━━ Available records
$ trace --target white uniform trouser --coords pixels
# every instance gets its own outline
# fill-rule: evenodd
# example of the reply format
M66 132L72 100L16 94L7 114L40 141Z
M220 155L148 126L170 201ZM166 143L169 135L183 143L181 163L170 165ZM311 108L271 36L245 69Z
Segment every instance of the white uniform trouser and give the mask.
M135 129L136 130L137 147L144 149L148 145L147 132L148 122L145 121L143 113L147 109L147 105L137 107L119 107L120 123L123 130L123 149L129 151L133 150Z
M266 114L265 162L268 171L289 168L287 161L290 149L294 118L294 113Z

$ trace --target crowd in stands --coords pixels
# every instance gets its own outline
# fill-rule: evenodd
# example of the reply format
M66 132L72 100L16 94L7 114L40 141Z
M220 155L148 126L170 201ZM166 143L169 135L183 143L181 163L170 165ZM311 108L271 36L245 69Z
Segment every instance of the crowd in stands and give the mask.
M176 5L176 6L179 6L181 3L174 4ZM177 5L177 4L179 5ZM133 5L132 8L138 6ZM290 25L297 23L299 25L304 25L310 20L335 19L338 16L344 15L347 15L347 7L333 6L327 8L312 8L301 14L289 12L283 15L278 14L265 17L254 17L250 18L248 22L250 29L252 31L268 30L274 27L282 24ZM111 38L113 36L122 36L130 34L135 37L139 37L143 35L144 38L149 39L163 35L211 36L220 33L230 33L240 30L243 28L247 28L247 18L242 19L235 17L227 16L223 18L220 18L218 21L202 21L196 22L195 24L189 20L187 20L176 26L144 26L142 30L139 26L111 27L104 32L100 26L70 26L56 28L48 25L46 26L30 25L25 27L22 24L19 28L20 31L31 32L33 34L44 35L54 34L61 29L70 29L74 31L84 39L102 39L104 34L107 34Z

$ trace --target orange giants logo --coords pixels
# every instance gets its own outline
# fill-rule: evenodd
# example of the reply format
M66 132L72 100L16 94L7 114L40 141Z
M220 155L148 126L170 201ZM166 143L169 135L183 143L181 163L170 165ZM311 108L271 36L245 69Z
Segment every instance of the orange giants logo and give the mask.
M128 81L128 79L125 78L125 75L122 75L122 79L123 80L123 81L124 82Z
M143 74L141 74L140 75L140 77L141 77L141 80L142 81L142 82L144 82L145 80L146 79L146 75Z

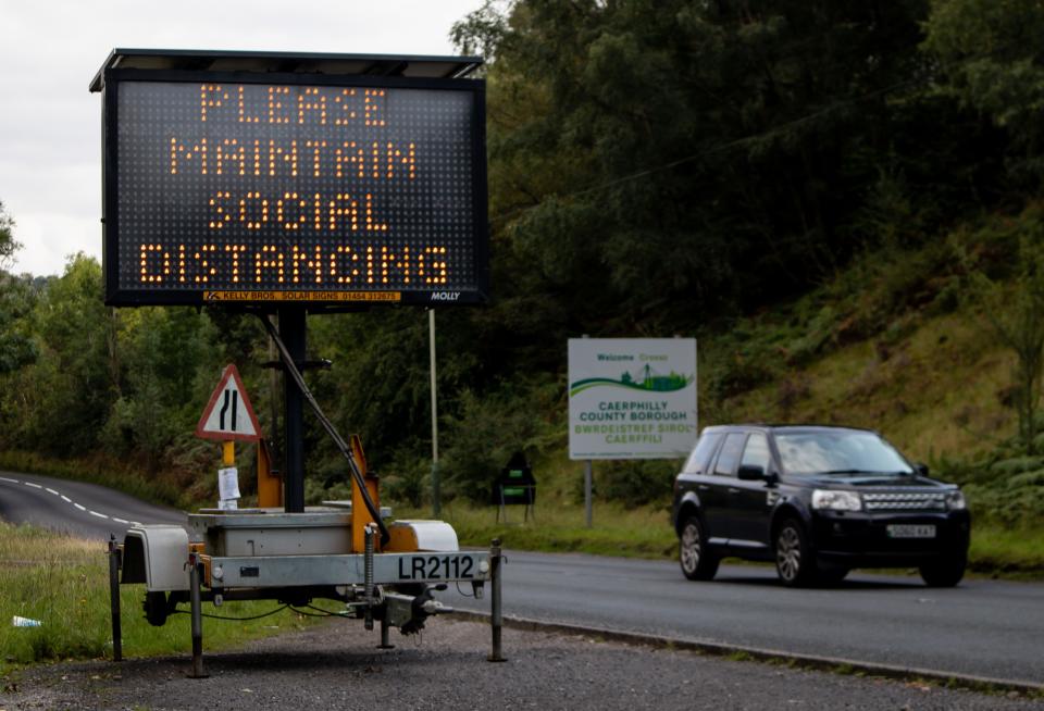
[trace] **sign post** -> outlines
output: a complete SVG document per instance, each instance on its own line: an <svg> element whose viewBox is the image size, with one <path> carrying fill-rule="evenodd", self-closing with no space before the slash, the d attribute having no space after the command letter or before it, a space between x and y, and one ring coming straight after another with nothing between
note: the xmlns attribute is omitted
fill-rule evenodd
━━━━
━━ Available records
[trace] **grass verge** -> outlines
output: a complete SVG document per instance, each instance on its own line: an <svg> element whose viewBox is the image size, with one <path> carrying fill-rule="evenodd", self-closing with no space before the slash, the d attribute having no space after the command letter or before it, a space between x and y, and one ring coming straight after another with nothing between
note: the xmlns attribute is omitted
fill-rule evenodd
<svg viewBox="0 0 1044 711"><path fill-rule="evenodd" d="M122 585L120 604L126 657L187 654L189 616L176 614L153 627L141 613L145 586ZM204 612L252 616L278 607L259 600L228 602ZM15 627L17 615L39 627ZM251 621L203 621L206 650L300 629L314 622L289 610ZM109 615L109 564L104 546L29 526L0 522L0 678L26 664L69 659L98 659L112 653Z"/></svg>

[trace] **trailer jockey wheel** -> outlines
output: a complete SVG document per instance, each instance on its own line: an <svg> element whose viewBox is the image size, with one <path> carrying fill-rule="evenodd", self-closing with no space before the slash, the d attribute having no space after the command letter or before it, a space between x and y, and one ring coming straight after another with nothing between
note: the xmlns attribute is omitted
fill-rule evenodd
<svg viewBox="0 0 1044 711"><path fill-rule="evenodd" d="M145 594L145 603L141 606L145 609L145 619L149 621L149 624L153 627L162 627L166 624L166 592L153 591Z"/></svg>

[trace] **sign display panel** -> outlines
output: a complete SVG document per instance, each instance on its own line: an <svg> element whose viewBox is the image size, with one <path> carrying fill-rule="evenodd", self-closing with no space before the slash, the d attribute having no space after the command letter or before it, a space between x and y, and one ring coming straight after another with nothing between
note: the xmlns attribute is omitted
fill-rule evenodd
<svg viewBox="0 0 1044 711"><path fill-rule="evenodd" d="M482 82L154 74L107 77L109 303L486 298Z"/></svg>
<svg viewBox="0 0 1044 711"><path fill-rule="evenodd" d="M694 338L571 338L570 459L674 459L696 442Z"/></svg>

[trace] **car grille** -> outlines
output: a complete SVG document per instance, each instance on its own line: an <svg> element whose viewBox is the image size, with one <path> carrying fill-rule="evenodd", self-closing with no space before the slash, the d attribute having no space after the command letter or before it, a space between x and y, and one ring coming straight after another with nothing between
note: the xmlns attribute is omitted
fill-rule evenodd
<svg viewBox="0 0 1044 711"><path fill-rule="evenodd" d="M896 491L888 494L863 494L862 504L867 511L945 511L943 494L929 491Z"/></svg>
━━━━
━━ Available records
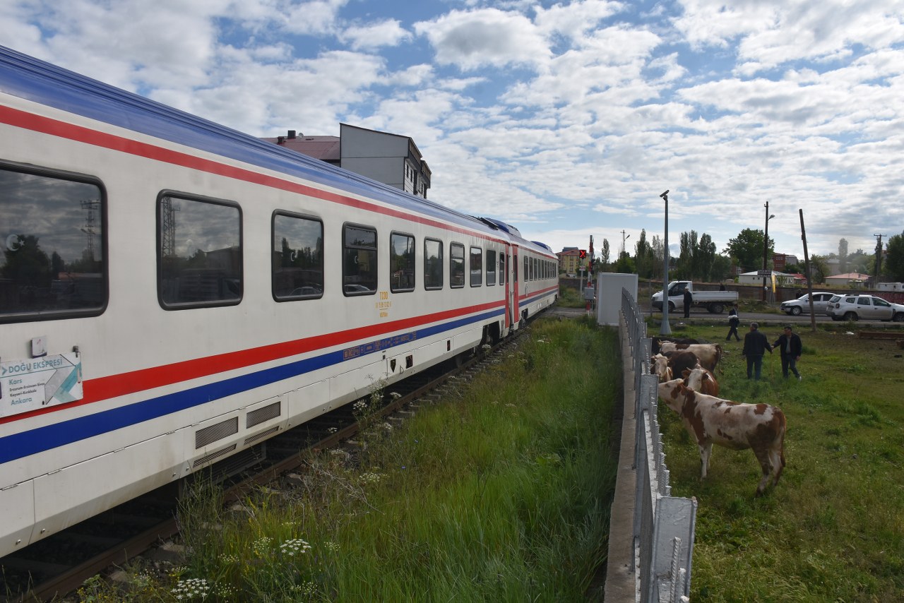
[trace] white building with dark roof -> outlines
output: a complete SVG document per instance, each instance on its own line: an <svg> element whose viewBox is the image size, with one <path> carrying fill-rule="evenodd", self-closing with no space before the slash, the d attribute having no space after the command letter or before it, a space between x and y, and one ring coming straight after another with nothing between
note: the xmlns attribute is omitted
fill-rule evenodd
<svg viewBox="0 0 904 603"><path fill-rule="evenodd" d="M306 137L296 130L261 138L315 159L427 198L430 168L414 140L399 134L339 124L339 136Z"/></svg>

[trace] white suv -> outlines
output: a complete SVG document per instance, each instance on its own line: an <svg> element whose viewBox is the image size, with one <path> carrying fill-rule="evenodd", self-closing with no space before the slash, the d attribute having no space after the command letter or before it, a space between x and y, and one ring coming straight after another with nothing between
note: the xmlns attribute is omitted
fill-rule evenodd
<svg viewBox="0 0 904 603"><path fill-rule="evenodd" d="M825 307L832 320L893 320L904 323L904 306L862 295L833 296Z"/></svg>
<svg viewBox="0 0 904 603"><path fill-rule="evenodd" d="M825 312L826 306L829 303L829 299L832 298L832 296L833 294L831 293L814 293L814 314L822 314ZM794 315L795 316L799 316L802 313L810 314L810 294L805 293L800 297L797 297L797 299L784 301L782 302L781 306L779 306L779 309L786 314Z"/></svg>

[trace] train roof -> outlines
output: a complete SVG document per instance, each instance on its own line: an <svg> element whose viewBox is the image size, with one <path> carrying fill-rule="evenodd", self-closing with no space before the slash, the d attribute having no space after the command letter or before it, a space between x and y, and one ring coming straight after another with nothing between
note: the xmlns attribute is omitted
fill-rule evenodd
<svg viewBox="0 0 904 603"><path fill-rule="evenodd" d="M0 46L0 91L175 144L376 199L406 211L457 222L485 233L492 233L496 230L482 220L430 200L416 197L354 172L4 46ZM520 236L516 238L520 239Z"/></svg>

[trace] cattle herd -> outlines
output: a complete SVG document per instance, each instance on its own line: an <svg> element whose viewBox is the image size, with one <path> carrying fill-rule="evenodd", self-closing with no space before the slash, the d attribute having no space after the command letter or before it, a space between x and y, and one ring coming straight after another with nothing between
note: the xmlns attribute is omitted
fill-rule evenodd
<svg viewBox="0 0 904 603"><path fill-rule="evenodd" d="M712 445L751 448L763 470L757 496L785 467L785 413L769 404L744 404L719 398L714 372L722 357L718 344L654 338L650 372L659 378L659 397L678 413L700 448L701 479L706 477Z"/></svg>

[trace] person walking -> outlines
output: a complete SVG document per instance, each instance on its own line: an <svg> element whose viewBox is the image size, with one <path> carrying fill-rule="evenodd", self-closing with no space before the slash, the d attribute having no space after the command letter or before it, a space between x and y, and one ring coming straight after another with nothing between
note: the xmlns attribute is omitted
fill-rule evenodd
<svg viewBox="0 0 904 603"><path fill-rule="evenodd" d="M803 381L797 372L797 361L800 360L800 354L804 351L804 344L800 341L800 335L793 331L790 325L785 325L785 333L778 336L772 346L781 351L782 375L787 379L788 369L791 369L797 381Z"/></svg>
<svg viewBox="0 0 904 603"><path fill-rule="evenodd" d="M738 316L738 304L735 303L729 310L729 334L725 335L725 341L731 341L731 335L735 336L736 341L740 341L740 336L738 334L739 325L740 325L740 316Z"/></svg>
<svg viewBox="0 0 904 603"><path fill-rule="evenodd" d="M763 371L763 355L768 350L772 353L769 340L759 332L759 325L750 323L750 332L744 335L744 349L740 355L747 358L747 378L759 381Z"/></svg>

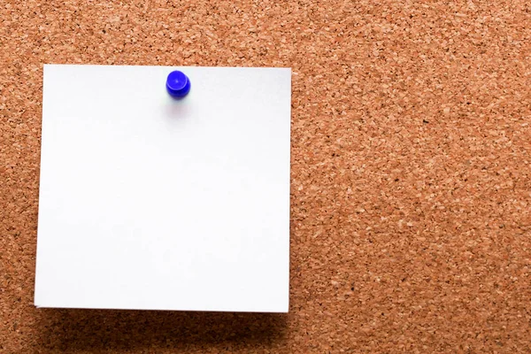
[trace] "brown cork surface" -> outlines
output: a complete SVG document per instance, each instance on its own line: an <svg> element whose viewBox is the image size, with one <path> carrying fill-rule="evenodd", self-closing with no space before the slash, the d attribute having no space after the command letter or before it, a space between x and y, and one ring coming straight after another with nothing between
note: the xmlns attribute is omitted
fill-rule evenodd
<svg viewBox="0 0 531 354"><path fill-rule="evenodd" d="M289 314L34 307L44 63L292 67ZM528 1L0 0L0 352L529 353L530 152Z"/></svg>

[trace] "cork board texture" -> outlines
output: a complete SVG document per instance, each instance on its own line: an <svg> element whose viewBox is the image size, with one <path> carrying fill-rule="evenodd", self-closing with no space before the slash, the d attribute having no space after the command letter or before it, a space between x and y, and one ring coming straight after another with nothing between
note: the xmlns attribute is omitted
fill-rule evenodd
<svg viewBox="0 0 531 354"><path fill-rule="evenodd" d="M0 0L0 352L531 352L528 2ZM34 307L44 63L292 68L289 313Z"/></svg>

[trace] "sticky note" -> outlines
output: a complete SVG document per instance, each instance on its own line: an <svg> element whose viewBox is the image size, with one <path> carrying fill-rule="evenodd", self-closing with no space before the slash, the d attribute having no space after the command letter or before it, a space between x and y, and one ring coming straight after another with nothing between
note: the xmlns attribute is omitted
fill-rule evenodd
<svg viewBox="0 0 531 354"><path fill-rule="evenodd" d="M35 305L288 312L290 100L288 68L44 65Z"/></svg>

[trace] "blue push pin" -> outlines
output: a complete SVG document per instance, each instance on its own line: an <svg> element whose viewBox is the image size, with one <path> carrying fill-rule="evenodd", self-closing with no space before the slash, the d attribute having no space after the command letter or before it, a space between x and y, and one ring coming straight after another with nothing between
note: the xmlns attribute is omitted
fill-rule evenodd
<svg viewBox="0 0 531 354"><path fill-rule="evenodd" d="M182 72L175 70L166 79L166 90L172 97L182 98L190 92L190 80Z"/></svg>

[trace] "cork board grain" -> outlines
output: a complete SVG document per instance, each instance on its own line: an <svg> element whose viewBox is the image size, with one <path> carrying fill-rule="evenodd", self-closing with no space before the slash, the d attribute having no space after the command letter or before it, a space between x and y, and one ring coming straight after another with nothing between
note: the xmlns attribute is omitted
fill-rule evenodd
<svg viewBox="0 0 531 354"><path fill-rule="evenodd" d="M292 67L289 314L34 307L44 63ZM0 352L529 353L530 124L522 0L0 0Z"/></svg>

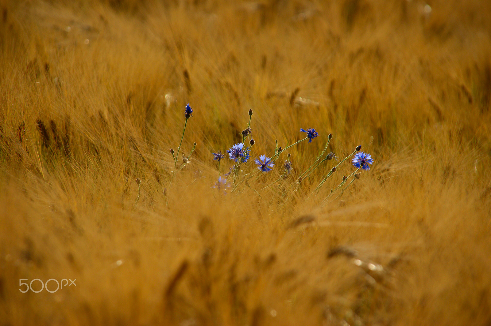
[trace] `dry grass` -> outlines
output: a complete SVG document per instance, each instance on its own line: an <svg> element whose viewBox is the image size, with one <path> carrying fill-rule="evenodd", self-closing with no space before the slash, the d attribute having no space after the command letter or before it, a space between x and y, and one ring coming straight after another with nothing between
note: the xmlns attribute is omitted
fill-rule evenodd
━━━━
▸ What is needed
Lay out the lines from the one containing "[trace] white suv -> outlines" through the one containing "312L826 306L829 303L829" as a numbered list, omitting any blank lines.

▸ Output of the exercise
1. [trace] white suv -> outlines
2. output: a complete SVG document per instance, each instance on its own line: an <svg> element whose viewBox is the image size, with one <path> carrying fill-rule="evenodd", self-closing with no space before the slash, the d attribute having no space after the command letter or before it, a space between x and y, and one ring coming straight after another with nothing between
3. note: the xmlns attribute is omitted
4. fill-rule evenodd
5. <svg viewBox="0 0 904 603"><path fill-rule="evenodd" d="M825 307L832 320L893 320L904 323L904 306L862 295L833 296Z"/></svg>
6. <svg viewBox="0 0 904 603"><path fill-rule="evenodd" d="M825 312L826 306L829 303L829 299L832 298L832 296L833 294L831 293L814 293L814 314L822 314ZM794 315L795 316L799 316L802 313L810 314L810 294L805 293L800 297L797 297L797 299L784 301L782 302L781 306L779 306L779 309L786 314Z"/></svg>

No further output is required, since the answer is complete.